REQUIRED ACTION A: According to the blog post below, how long has it been since the blog was last updated?
REQUIRED ACTION B: Please continue the blog post from where it stops.

GIVEN TEXT:

++++++++

Tuesday, September 2, 2014

I Lost My Voice

Somewhere along the line I lost my voice and will to write. It has been more than two years since I updated this blog and I wonder if it is even worth digging back up? It is not that I forgot to write or that time just flew by without me realizing it, I stopped writing because what I had to say was hard to put out there. When you have something to say but know that it will only hurt the ones reading it, you should just bottle it all up until it no longer matters. Right?

I began to struggle with looking the other way, making excuses for and smiling and nodding in the face of destructive relationships. I had lost the ability to let things roll off my back and began to obsess about where and who I came from. What I realized in this time is that I am just me, not the product of my lineage or upbringing. Sure those things and more factor into the person you become, but you have a choice to be different. I choose to be better and I have the strength to do so. I no longer hold onto the hope of changing those who are unable to be who I need them to be, I have finally learned to let go. Instead of only feeling the loss, I am now able to look around me and see all that I do have. I may not have any parental support but I have an abundance of family and friends who do love and support me, I am so blessed!

So quick recap to catch up anyone reading this: 

G started Preschool
and after two years
of instruction from wonderful
teachers, he graduated this past May.
I am still in school pursuing my teaching Degree.
I Graduated this past May with my Associates.

G is now in Kindergarten and
 L has started Preschool.

                                                                                                                                                                                             










     They have both grown up into
     beautiful, smart and fun individuals.
     I look forward to each new milestone!                                                                                            



My husband has always been my best friend,
my supporter and the person I can always count on.
Nothing there has changed. He has expanded his many talents
and become a very talented photographer, capturing beauty in
 his camera lens.I am so proud of his achievements and look forward to his future successes.





















     A major life change for all of us has been my diagnoses of Thyroid Cancer this past February.

++++++++

RECORDS SHOWN:

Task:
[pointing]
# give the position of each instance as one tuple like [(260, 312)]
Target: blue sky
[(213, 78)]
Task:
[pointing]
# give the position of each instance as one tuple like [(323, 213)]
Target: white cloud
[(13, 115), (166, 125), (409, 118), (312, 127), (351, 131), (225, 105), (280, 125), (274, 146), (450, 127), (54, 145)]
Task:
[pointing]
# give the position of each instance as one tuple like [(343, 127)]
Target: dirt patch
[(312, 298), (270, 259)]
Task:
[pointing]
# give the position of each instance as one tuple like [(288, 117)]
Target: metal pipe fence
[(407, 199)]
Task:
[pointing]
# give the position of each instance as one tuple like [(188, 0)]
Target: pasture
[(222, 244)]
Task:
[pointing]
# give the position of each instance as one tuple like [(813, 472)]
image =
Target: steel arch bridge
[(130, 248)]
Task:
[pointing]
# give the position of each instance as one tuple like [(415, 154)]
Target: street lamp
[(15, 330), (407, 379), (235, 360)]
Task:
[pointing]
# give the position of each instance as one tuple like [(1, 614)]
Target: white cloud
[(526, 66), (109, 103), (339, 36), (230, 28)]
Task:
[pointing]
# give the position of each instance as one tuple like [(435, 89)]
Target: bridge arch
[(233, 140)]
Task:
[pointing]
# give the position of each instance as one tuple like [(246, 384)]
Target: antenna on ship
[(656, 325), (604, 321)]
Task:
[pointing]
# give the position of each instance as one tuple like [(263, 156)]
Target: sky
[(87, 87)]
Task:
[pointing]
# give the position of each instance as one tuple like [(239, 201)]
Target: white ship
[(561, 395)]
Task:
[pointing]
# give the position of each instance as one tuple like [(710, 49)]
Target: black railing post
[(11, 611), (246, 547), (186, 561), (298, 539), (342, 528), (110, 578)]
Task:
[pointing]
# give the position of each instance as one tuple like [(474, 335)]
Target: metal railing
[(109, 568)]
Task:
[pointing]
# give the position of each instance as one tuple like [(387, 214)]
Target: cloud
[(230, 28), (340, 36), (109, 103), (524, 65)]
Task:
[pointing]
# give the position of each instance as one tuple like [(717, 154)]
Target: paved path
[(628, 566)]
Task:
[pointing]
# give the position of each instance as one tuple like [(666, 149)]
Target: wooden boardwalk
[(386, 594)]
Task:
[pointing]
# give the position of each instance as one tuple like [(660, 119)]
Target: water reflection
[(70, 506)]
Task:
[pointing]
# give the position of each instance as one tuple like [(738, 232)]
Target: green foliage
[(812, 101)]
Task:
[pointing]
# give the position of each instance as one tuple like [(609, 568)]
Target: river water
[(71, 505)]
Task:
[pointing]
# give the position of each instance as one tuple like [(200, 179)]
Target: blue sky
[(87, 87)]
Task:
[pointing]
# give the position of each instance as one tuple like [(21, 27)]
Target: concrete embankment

++++++++

EXERCISE OUTPUT A: More than two years.

EXERCISE OUTPUT B:
I have had several unexplained  symptoms over the years and when my neck swelled
 up in March of 2013 I thought we finally had some answers. For almost a year I went through
 blood tests and ultrasounds to no avail until finally having a lymph node biopsied.
Life has been a whirlwind ever since and although nobody wants to hear the words:
"You have Cancer", I think that as a family we have dealt with it well.

Although there is no way to tell exactly how long I have had it, my Dr. thinks at least 5 years based on the extent of disease. I have had two surgeries to remove my Thyroid and many surrounding and distant lymph nodes and a round of Radioactive Iodine Treatment to kill off what is left in my body. My last scan showed a little in my neck and a spot in my chest that is currently being zapped by the radiation. Meaning my life can get back to a relative normal until my next scan in 6 months. If I could get my energy levels up and figure out how to clear my brain of all the fog that comes with Thyroid disease, I could whip this semester's classes without a problem.

I am currently learning balance and acceptance while not compromising myself in the process. So far I feel like I finally know who I am and can be myself and the wife and mother that I have always wanted to be.


All of the events of the last couple of years have not only opened my eyes but taught me many important lessons: Some questions are okay unanswered, stand up for what you believe in, stay proactive about your health because you know your body better than anyone and most of all: embrace Life and all of it's challenges and rewards, strength and support will carry you through.